-- Text provided --
I write all the music in my studio, so I’ll program all the drums then we’ll rehearse or jam it, Jay the drummer will put his flare on it and then I’ll re-record the guitars afterwards. So we’d track the drums to the demo guide tracks and then do overdubs. That might change for the album we’re working on at the moment, I might be happy with the guitars I already have for that.
And you program your drums?
It’s only on our first album that we used fully live drums, the others have been programmed, with additions from our drummer. Now that he’s got an electronic kit, sometimes he’ll play the parts and send me a MIDI file. It’s nice because it’s got more of a performance feel to it.
From your live performance videos, and seeing your studio, it seems like you very much embrace the digital side of music technology rather than the more conventional technique of mic’ing everything up.

-- Tasks for this exercise --
**A.** According to the interview, which album used fully live drums?
**B.** Using the interview, explain why the interviewee likes it when the drummer plays parts on his electronic kit and sends a MIDI file.
**C.** Continue the interview about recording drums and guitars from its last line.
The lines after this note are separate material with no connection to the interview.

(Point-per-instance localization data)
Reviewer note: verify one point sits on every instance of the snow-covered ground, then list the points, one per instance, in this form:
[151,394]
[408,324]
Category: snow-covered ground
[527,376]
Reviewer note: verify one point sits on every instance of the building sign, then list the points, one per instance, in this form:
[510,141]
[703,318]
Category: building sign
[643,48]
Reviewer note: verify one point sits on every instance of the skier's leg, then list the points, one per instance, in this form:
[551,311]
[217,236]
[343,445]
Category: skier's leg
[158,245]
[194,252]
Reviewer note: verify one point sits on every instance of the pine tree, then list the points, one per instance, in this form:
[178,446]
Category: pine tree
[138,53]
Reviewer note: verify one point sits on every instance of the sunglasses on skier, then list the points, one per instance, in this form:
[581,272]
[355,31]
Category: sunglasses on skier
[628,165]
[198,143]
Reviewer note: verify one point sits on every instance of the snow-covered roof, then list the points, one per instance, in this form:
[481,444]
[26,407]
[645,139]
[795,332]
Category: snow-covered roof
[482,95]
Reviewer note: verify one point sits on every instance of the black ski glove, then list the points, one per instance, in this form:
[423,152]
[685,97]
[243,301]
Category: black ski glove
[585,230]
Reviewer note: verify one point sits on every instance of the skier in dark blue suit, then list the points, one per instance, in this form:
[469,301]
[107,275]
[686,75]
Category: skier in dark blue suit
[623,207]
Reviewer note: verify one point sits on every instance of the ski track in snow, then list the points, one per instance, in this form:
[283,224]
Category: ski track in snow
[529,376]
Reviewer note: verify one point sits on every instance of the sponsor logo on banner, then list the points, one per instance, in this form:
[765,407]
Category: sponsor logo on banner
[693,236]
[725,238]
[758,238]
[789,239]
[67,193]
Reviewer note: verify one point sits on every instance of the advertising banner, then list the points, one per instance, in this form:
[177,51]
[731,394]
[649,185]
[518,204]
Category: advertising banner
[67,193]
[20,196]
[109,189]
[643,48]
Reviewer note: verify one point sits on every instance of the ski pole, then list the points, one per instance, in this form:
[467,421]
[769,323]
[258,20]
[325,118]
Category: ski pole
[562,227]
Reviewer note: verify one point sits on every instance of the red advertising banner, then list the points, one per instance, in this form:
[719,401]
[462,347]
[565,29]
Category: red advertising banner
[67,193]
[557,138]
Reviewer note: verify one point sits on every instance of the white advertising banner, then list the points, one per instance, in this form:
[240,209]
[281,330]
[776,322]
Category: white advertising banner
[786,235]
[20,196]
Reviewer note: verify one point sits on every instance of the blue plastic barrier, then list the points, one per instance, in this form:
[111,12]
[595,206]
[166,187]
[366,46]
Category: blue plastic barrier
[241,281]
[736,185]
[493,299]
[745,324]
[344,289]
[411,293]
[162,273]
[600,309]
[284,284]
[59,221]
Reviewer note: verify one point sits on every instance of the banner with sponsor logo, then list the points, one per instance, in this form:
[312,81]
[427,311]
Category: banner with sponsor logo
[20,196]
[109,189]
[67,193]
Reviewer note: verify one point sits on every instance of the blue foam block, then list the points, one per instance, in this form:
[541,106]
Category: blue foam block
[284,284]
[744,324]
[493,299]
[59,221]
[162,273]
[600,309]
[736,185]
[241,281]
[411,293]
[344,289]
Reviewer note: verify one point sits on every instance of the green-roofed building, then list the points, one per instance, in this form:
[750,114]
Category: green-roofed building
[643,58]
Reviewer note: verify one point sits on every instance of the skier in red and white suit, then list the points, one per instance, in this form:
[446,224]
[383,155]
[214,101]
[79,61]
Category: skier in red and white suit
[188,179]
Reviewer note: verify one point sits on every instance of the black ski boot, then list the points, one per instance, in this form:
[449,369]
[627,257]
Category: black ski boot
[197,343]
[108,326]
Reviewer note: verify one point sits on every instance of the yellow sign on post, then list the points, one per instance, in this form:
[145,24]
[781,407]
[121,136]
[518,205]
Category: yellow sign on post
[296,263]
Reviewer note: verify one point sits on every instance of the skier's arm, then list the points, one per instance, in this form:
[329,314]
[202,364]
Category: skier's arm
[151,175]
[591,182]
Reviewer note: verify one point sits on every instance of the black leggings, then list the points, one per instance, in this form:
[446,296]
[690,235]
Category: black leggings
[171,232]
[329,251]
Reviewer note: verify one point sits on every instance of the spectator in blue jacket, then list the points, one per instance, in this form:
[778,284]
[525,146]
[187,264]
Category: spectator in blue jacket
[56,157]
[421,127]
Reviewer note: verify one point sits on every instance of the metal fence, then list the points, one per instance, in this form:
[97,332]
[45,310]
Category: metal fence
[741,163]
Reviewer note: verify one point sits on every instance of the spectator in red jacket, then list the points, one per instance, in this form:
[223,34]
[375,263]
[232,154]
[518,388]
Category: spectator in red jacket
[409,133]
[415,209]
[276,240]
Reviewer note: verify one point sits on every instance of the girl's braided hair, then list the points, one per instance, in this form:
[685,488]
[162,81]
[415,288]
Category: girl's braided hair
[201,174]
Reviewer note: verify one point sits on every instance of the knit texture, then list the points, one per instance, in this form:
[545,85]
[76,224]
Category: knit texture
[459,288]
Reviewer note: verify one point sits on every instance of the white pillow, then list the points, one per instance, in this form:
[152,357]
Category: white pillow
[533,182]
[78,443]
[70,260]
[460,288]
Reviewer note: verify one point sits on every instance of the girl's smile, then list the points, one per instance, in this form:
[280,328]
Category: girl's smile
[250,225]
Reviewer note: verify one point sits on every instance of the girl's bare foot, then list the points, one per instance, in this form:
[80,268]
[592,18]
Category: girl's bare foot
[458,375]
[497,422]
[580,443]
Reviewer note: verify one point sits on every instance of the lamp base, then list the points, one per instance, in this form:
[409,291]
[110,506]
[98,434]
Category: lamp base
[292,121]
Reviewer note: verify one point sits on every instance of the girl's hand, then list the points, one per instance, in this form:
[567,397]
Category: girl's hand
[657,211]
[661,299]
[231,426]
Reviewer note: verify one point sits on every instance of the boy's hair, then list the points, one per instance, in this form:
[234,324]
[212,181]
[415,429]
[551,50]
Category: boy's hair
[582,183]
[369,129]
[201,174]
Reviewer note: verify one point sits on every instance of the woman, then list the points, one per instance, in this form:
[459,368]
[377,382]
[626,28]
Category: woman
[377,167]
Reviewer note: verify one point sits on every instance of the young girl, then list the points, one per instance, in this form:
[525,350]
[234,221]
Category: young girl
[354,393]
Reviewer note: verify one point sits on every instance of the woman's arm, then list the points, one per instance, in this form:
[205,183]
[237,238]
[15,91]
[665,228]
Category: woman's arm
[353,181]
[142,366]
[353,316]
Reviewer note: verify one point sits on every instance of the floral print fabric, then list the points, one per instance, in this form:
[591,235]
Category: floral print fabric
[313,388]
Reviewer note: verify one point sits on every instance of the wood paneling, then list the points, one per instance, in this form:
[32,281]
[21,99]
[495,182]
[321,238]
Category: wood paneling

-- Outputs by task --
**A.** The first album.

**B.** The interviewee likes it because the result has more of a performance feel to it.

**C.**
We do, but in the early days of TesseracT, I used to use an Engl Powerball amp and cab which I liked, Mesa Boogies, the first few tours we did in the U.S it was all 5150s. But we were starting to tour a lot — Australia, India, Russia, and sometimes you’d get given gear to use that wasn’t great. So we were using some Axe-FX’s at the time and we started to go more heavily down the digital route. We’re using Kempers at the moment but we’re thinking about going over to the Neural DSP Quad Cortexes. It’s got everything in a 1 or 2 U case — it’s just so much easier for touring, and you can store all your tones. I love real amps, but it’s just easier. And for writing, I’m a tone tweaker so it’s easier to be able to capture everything precisely. Plus, you can’t always be mic’ing up loud cabs when recording, so it’s a good solution.
What are your go-to studio tools for recording and production?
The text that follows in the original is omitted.